Copy everything from "If you feel" down to "the cheaper rungs." in the text on payday loans and bad credit, word for word.

## [Source text]
-- Opening Marker --
Payday loans and bad credit: designed for you, priced against you
Payday lenders approve bad credit precisely because they do not price on it — they price on the two-week deadline and a fee that annualizes near 400%. Bad-credit borrowers are the target market, not an exception. That is the reason to look one rung up before you sign.
A payday lender does not care much about your credit score because the loan is built around your next paycheck and a flat fee, not your history. That is why "bad credit OK" is its pitch — you are exactly who the product is for. But approval is not the win it seems: the whole balance plus fee is due in two weeks, and roughly four in five borrowers cannot cover it and roll the loan over, paying the fee again while the principal never shrinks.
The good news is that nearly everyone a payday lender approves also qualifies for something far cheaper. A credit-union payday alternative loan is capped at 28% and designed for exactly this situation. A same-day online installment loan for fair credit runs 18–36%. Even a card cash advance, at around 25%, is a fraction of payday. Any of these breaks the two-week trap.
If you feel cornered, check the biller first — utilities, hospitals, and landlords often have hardship plans, and a nonprofit credit counselor can help for free. Those beat a 400% loan every time. The payday loans page ranks the alternatives, and the bad-credit ladder shows the cheaper rungs.
Questions people ask
Do payday lenders check credit?
Most do not run a traditional credit check — they lend against your next paycheck and a flat fee instead. That is why they approve bad credit, but it also means the sky-high APR, not your score, is what makes the loan expensive.
What is cheaper than a payday loan for bad credit?
-- Closing Marker --
## [Data supplied]
-- Opening Marker --
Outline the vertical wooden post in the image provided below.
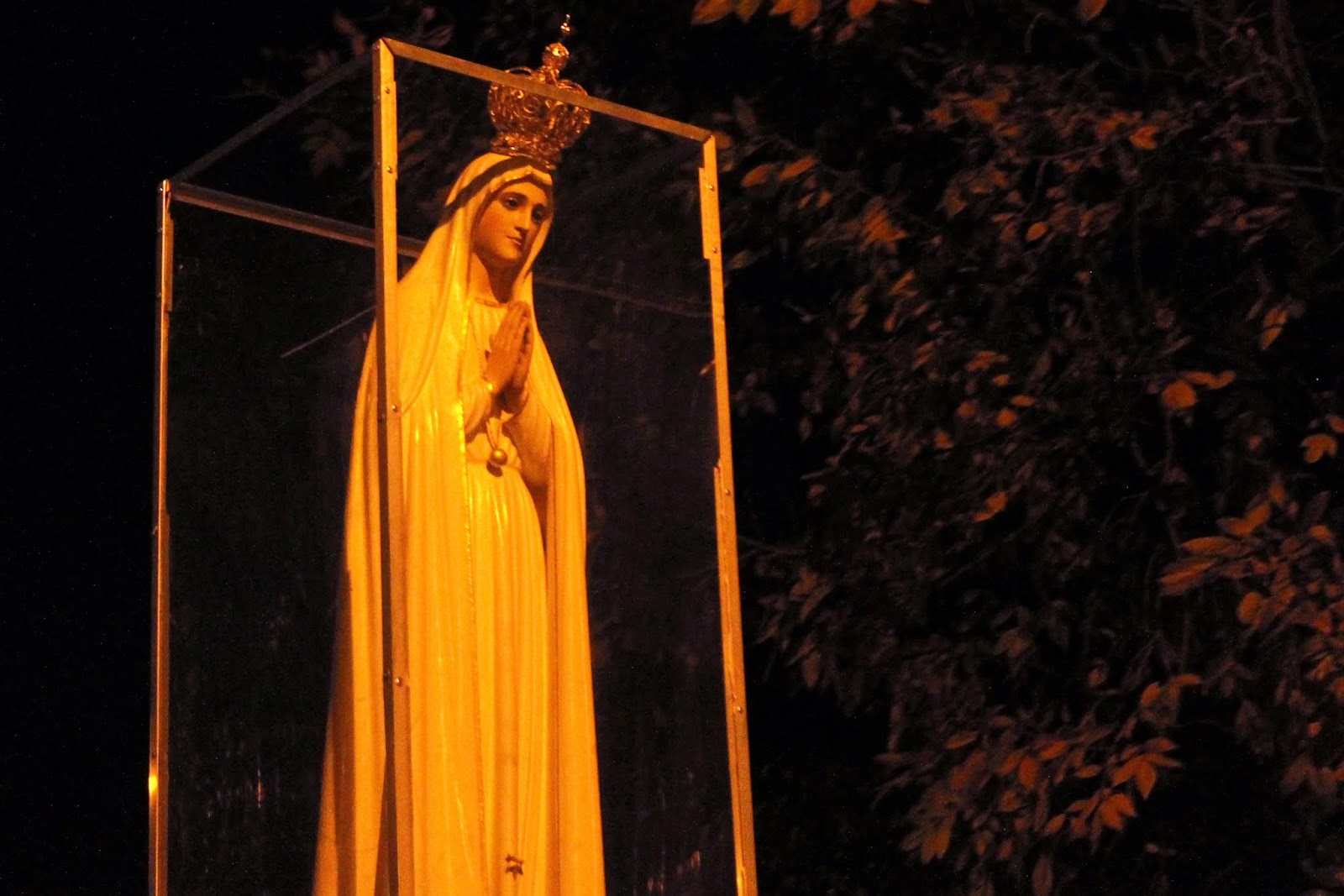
-- Closing Marker --
-- Opening Marker --
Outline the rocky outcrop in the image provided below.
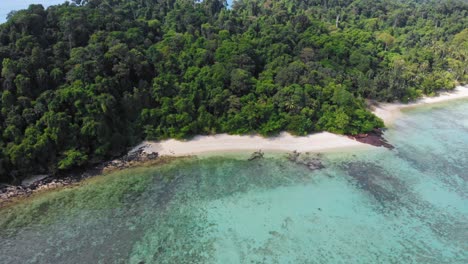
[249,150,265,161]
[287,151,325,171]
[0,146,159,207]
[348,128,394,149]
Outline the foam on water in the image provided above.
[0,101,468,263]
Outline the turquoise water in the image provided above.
-- Closing Marker --
## [Response below]
If you feel cornered, check the biller first — utilities, hospitals, and landlords often have hardship plans, and a nonprofit credit counselor can help for free. Those beat a 400% loan every time. The payday loans page ranks the alternatives, and the bad-credit ladder shows the cheaper rungs.